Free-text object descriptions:
⁂
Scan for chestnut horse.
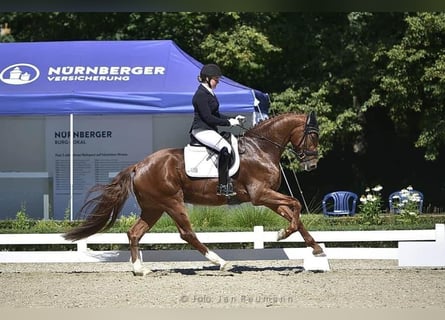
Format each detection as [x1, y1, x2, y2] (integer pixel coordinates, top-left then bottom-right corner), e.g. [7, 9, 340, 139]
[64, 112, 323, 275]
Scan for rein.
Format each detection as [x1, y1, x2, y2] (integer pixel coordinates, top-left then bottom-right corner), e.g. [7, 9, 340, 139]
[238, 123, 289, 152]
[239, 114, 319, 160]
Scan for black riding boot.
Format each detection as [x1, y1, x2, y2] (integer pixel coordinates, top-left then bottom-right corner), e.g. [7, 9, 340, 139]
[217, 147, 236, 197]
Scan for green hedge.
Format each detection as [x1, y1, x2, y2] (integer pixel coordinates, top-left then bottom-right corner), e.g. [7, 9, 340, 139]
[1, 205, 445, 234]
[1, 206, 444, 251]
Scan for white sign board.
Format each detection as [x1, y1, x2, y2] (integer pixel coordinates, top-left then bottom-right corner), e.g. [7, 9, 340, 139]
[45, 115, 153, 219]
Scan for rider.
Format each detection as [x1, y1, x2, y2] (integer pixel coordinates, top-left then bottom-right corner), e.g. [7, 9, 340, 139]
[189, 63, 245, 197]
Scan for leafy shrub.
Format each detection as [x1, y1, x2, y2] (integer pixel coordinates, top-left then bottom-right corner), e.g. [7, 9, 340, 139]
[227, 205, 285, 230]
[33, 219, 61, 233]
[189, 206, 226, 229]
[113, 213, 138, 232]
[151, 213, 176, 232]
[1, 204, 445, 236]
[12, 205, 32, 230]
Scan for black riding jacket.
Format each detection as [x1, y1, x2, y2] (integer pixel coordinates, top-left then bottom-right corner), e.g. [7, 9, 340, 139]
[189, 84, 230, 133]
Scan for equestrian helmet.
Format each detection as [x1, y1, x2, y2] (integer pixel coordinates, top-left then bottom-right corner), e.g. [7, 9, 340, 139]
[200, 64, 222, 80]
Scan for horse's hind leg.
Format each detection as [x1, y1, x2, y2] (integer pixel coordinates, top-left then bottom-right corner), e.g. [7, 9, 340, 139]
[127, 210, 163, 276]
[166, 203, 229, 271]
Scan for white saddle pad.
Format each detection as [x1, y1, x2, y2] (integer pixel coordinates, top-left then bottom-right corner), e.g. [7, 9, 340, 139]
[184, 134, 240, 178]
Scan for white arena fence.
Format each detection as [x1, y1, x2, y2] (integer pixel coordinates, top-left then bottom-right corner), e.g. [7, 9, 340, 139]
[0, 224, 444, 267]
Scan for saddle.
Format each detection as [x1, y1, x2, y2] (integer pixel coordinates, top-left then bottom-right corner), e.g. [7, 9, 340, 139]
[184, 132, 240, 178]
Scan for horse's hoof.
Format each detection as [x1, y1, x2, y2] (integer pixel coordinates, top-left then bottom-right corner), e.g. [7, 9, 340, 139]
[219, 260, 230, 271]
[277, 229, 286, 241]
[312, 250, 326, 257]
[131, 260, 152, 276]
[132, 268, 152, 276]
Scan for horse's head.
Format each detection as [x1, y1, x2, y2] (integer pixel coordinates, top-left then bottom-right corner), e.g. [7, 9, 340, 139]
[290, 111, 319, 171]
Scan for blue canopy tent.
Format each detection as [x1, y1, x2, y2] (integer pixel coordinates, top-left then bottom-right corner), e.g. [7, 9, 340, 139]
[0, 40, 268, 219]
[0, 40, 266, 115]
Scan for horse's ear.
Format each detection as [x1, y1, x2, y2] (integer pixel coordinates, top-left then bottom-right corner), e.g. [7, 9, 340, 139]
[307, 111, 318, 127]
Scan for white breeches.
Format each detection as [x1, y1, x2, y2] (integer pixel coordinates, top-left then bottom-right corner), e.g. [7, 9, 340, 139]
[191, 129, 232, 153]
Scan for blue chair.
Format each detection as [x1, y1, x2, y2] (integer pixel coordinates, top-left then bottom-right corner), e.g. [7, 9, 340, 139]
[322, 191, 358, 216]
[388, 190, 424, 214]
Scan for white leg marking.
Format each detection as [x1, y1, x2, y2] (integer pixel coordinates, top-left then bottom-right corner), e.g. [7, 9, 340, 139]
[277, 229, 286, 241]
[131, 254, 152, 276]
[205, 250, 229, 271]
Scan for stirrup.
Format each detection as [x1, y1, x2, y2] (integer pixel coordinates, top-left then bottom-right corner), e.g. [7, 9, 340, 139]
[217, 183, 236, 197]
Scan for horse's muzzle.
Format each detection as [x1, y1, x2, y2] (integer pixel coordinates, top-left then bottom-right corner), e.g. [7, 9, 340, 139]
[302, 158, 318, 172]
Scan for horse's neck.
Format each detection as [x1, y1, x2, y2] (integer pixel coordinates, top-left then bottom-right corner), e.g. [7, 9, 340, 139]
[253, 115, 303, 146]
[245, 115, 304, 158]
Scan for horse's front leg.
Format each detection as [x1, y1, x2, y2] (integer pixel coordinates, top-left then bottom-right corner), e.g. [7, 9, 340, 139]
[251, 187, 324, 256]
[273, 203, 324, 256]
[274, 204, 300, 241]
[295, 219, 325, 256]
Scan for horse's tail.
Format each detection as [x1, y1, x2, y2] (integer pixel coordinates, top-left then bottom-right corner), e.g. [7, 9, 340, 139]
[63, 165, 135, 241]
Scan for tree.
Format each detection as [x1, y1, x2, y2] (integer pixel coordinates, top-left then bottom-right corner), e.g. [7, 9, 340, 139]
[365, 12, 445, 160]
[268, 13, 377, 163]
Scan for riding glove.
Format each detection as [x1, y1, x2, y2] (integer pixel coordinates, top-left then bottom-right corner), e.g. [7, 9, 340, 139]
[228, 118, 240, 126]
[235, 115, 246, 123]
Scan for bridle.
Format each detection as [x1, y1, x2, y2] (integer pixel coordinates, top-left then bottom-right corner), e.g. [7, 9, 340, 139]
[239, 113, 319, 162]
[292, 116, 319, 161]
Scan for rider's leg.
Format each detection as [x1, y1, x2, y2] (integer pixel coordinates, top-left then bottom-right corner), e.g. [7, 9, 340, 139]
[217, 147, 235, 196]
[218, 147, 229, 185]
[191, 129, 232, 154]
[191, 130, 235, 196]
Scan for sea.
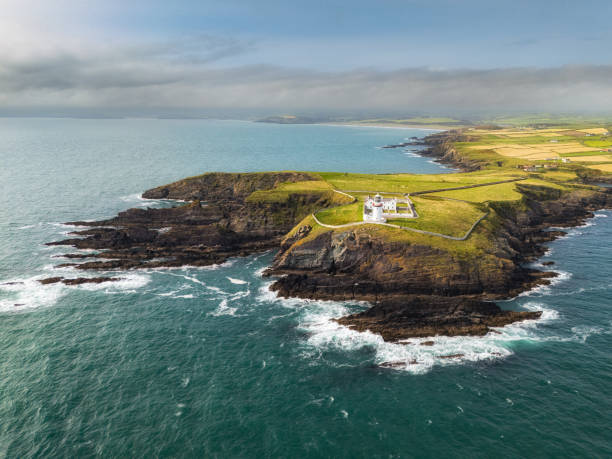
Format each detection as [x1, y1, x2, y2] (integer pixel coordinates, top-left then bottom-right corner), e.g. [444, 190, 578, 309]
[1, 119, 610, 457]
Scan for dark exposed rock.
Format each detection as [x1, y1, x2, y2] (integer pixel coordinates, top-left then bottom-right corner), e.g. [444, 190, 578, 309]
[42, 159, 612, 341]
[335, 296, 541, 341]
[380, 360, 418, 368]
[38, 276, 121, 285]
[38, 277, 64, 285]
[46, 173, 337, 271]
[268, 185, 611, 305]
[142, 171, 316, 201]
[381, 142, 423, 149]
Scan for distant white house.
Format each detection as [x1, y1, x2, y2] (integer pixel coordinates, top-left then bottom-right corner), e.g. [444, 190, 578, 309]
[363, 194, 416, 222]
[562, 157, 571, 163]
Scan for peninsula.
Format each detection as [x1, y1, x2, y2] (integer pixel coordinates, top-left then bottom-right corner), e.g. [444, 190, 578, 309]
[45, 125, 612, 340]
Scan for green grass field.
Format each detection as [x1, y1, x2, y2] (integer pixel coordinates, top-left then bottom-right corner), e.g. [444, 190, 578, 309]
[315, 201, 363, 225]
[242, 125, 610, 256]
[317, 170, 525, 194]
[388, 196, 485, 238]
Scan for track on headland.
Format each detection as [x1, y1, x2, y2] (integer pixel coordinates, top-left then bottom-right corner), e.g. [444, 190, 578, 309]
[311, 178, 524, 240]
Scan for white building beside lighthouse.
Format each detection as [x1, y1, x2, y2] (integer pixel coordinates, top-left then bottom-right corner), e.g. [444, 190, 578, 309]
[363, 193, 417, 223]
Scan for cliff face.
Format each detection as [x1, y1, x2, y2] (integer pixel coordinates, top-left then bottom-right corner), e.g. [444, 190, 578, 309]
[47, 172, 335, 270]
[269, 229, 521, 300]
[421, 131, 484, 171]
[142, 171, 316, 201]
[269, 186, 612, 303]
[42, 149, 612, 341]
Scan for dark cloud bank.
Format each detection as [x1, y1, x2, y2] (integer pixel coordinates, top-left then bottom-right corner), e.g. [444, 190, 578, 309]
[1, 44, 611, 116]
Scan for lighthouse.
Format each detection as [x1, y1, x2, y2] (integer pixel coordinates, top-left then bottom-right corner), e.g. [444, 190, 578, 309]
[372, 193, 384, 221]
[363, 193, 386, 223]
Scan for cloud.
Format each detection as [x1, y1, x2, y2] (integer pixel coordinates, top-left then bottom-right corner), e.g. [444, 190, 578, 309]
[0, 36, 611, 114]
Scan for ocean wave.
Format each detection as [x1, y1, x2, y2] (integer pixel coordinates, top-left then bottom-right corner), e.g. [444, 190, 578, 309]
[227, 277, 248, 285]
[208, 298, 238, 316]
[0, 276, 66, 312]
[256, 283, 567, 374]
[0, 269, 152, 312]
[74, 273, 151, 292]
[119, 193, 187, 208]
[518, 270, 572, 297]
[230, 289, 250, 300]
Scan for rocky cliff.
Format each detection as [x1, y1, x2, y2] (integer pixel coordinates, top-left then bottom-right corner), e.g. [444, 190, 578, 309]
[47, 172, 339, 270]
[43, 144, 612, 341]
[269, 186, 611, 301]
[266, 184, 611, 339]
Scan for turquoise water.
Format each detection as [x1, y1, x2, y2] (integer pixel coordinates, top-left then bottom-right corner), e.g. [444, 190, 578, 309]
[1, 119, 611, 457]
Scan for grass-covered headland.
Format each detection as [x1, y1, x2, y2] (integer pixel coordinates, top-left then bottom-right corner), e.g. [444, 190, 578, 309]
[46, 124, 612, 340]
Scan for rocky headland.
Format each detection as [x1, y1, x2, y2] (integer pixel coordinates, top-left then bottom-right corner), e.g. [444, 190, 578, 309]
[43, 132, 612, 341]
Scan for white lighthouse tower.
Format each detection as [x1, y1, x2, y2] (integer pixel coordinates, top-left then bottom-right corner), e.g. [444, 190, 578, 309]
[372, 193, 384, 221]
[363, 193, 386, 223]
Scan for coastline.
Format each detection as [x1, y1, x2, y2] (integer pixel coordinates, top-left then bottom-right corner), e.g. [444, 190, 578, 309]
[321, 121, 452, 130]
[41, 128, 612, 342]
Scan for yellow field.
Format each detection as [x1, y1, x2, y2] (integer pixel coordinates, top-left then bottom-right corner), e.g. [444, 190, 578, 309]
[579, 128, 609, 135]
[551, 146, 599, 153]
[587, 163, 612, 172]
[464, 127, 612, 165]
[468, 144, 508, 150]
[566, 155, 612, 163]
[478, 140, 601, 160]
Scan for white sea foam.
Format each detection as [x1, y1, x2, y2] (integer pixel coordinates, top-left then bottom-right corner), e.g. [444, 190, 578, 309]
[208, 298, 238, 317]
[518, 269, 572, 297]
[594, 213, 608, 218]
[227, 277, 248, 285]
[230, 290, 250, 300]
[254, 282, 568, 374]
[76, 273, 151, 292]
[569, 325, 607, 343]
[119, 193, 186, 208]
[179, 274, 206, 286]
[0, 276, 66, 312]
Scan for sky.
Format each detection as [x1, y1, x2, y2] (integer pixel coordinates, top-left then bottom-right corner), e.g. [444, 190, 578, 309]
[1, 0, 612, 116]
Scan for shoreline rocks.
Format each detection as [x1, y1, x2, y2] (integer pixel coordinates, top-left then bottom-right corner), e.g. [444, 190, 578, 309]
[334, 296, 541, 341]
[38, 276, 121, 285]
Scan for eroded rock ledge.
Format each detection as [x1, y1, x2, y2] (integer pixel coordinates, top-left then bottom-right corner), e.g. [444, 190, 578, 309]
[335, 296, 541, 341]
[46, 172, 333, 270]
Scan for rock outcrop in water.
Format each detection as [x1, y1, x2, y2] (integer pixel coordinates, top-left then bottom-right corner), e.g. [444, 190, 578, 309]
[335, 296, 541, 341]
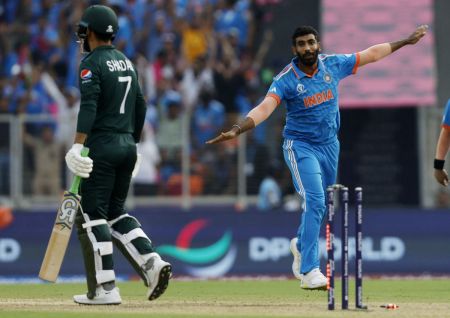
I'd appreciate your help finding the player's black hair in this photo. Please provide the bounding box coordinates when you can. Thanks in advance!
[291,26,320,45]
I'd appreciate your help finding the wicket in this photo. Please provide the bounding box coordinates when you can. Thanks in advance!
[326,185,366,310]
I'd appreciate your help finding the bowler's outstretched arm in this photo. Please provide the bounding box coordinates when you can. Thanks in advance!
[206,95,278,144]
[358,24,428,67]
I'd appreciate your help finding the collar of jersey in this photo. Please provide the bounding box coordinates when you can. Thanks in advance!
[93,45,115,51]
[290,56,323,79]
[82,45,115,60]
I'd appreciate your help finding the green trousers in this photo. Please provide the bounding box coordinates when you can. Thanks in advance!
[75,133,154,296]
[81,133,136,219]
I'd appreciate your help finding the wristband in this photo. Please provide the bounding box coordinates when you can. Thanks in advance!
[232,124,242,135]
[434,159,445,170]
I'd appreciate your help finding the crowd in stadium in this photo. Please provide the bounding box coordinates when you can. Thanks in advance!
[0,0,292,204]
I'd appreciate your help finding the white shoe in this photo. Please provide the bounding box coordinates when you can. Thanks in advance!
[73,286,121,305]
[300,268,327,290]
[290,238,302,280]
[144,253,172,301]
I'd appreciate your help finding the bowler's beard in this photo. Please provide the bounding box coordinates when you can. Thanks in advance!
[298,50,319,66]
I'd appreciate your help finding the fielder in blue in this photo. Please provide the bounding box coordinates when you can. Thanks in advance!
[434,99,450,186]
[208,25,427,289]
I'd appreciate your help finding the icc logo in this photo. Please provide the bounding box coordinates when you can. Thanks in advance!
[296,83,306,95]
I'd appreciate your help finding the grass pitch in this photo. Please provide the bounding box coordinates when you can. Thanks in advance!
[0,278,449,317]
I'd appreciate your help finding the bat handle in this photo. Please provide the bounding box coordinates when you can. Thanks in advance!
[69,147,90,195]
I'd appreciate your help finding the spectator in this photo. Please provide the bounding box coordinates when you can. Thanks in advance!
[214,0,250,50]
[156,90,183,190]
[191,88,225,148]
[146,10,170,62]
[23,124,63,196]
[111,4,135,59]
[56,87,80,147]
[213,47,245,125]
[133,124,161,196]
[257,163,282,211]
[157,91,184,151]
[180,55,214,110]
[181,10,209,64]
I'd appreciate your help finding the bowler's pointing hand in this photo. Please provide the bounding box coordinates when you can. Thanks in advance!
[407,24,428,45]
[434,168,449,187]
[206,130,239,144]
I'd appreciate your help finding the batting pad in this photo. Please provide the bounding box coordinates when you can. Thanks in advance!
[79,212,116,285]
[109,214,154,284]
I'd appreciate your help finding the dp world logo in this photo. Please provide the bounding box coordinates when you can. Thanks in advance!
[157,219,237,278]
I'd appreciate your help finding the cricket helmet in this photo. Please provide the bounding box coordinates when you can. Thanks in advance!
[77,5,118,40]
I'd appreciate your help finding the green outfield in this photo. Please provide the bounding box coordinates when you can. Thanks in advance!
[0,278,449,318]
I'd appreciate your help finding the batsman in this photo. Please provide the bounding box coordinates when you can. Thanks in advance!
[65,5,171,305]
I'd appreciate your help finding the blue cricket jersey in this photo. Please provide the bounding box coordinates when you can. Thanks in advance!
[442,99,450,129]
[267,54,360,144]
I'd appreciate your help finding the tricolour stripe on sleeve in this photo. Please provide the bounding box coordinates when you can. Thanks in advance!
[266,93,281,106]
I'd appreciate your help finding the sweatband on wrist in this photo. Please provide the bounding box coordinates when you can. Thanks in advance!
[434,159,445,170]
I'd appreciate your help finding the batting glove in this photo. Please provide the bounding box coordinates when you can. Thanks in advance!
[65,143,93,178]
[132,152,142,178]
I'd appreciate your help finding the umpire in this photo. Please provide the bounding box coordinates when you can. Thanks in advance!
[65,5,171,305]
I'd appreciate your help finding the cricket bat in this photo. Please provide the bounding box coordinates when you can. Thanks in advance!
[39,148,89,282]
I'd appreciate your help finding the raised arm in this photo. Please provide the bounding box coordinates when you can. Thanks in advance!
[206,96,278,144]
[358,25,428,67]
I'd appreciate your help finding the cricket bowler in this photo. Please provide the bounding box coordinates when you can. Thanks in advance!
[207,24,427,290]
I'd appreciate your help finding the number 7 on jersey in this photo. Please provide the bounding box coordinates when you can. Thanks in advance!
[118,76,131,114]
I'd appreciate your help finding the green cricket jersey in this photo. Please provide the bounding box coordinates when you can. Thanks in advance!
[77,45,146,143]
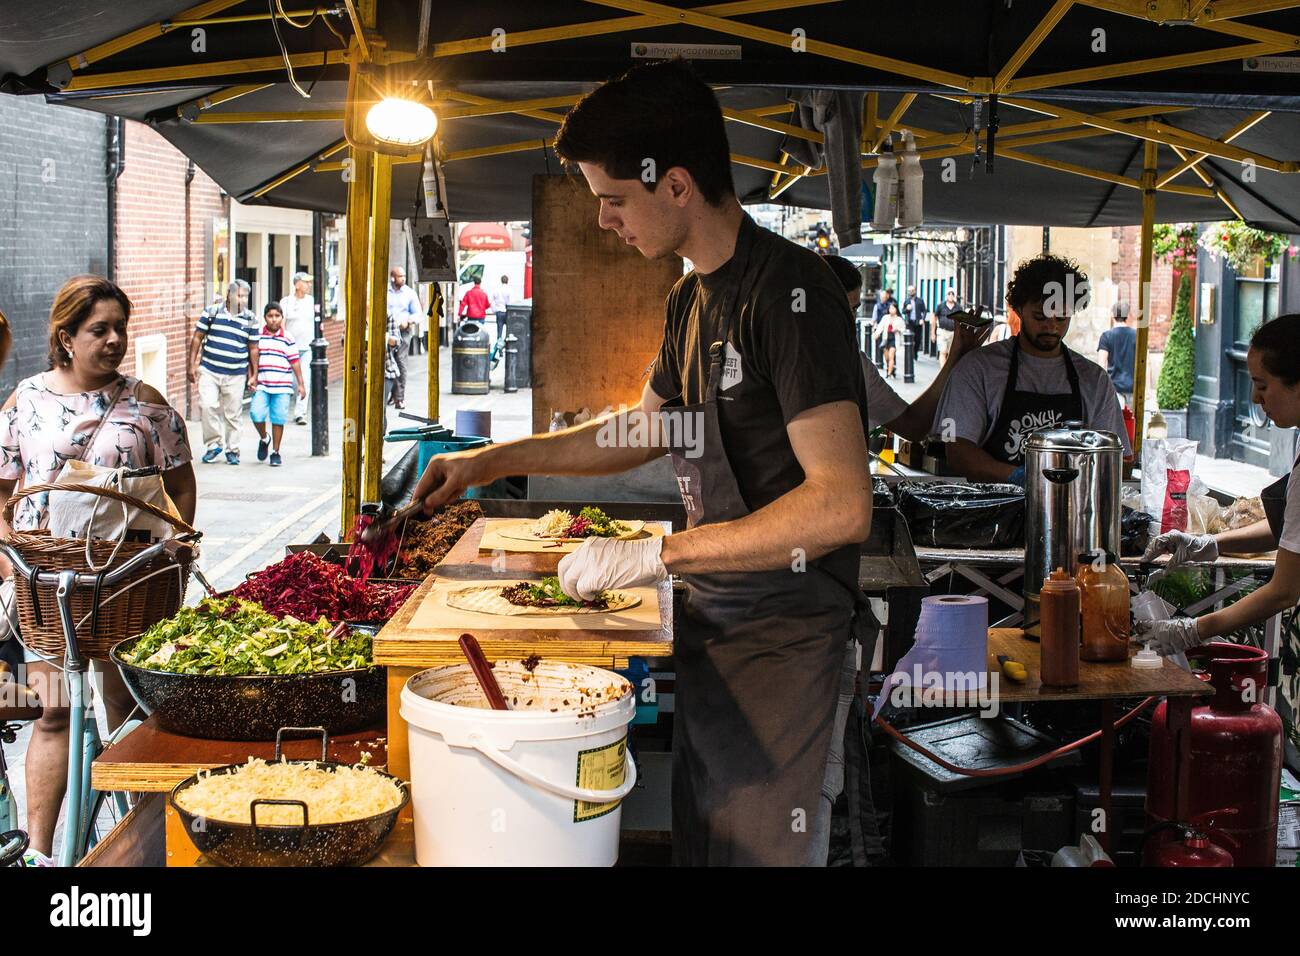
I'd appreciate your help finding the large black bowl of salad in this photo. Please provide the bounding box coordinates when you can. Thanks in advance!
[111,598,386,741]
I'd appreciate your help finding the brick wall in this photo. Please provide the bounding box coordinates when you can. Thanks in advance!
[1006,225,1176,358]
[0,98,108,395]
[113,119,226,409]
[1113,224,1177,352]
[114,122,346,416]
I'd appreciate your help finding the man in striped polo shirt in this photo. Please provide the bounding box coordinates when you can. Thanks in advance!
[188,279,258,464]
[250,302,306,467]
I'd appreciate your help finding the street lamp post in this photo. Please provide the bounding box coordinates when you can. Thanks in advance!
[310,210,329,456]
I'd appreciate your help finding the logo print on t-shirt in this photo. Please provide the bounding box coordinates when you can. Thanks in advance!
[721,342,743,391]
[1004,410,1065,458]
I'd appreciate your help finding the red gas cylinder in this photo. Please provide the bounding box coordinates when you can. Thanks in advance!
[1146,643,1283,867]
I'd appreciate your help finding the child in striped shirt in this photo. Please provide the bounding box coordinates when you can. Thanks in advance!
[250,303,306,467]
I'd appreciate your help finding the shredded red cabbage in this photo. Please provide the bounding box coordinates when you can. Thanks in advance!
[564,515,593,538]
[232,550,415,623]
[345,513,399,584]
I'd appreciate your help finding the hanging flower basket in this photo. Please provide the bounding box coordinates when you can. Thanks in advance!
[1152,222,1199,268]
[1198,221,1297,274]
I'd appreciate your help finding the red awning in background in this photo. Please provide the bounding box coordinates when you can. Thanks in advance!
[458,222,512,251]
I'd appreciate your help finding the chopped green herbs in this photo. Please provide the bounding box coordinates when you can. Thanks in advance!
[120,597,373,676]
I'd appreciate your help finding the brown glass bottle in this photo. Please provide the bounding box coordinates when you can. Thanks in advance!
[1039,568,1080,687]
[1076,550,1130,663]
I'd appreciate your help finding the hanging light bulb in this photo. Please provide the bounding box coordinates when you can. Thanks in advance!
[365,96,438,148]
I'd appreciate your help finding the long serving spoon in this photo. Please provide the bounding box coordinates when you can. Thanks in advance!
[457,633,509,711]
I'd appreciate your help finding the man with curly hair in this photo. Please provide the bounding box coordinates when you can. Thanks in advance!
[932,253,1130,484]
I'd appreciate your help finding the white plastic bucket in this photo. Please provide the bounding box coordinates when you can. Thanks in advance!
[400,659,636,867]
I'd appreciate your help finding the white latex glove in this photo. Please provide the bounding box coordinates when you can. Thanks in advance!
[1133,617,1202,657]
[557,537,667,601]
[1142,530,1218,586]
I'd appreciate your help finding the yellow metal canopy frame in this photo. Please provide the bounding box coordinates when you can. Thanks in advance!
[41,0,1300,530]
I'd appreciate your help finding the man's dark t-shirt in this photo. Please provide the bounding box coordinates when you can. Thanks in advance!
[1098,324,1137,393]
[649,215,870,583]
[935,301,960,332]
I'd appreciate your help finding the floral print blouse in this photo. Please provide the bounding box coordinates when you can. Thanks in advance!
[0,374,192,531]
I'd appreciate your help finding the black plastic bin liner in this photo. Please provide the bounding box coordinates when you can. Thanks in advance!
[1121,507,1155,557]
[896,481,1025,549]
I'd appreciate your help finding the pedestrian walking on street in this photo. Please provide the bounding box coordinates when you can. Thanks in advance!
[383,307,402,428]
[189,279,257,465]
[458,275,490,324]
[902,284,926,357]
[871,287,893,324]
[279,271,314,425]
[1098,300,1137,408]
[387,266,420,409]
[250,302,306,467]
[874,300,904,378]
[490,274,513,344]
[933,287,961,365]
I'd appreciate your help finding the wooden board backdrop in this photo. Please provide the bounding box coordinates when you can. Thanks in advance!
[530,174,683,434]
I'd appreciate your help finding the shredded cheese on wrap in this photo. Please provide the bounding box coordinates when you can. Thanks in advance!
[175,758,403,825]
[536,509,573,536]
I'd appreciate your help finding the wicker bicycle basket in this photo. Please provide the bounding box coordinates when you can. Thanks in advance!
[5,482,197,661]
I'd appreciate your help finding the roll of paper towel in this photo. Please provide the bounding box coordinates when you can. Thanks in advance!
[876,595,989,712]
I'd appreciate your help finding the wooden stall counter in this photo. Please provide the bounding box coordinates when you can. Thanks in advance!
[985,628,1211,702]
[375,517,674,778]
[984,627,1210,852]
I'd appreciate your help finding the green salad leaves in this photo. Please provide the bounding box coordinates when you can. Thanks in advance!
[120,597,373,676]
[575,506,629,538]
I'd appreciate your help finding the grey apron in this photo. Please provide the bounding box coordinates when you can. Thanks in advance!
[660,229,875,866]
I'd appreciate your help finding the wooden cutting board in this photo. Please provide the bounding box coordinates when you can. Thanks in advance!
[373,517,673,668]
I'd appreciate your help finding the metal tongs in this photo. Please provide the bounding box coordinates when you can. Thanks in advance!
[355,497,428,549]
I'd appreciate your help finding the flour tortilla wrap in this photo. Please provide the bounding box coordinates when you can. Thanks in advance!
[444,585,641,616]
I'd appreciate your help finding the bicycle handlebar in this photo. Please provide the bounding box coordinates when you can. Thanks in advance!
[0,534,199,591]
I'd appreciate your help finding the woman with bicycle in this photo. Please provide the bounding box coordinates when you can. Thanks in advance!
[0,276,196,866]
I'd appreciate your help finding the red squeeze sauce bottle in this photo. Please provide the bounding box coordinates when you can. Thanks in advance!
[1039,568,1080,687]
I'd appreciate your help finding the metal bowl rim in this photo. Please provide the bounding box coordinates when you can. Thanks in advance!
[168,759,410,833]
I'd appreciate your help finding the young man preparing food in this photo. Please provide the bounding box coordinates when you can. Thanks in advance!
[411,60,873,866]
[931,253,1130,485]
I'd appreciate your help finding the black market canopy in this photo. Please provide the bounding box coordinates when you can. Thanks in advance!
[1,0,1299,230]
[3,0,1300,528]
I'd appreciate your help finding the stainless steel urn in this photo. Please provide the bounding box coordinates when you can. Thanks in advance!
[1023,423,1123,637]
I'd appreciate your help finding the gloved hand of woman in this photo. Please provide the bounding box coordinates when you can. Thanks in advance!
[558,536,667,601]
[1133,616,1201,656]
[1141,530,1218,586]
⁂
## Exercise description
Give back exactly the lines above starting at the line where "Scan for peninsula." appears and ending at the line where "Scan for ocean wave." appears, both included, with no other lines.

## Your response
Scan for peninsula.
Format each detection as [x1, y1, x2, y2] (integer pixel coordinates, top-left then bottom-right corner), e.g. [444, 190, 578, 309]
[45, 125, 612, 340]
Scan for green grass field.
Format each detection as [x1, y1, x2, y2] (integer pixel coordinates, top-left then bottom-right corner), e.g. [444, 190, 578, 309]
[315, 201, 363, 225]
[242, 125, 610, 256]
[317, 170, 525, 194]
[388, 196, 485, 238]
Scan for track on headland.
Format each detection as [x1, y1, x2, y2] (integer pixel coordinates, top-left then bottom-right corner), e.g. [444, 190, 578, 309]
[311, 178, 524, 240]
Scan for white building beside lighthouse.
Format each detection as [x1, y1, x2, y2] (integer pixel coordinates, top-left then bottom-right corner), e.g. [444, 190, 578, 309]
[363, 193, 417, 223]
Scan for cliff face.
Format each detection as [x1, y1, x2, y2] (integer pixel coordinates, top-left then bottom-right corner), e.g. [444, 190, 578, 309]
[47, 172, 335, 270]
[269, 229, 521, 300]
[421, 131, 484, 171]
[142, 171, 316, 201]
[269, 186, 612, 303]
[42, 149, 612, 341]
Scan for dark cloud bank.
Format each detection as [x1, y1, x2, y2] (integer pixel coordinates, top-left then bottom-right corner), e.g. [444, 190, 578, 309]
[1, 44, 611, 116]
Scan for lighthouse.
Format each detection as [x1, y1, x2, y2] (integer pixel coordinates, top-left then bottom-right corner), e.g. [444, 190, 578, 309]
[372, 193, 384, 221]
[363, 193, 386, 223]
Scan for cloud.
Format each detection as [x1, y1, x2, y2] (integer pixel coordinates, top-left then bottom-right corner), e.g. [444, 190, 578, 309]
[0, 36, 611, 114]
Scan for ocean wave.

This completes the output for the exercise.